▶ PROBLEM TO SOLVE: Name every person identified by name in the post about Pastor Loehe that follows.

▶ PASSAGE TO READ:
------------------------------------------------
Pastor Loehe died on 2 January 1872 at age 63. Following the traditional custom of the church of regarding what the world calls the date of death as the date of birth to eternity (dies natalis) and commemorating its great models on those dates, our beloved synod commemorates him to-day.
I don't have a single profound thing to say about him. But he's right up there with Robert Barnes and CFW Walther on my list of Lutheran heroes. From what I can tell, I just gotta like this guy.
For one thing, his wife died after six years of marriage and he had four kids to raise by himself. I get that. Same thing happened to me after four years of marriage and two kids. Check.
But that's not all. Like me, he was a convert. Check.
He was real taken with our Confessions, and, like people like that tend to be, was real taken with Lutheran liturgy, especially the mass, and making it central to parish life. Check.
He had a real concern to get this message out, not just get a message out, get this message out. Check. To the extent that some saw him as a little too rough, too combative, and too conservative. Check, double check, and a hell yes.
------------------------------------------------
▶ DATASET CONTENT:
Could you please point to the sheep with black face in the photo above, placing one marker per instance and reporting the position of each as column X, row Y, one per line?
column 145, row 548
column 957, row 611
------------------------------------------------
▶ SOLUTION BELOW: Pastor Loehe, Robert Barnes, CFW Walther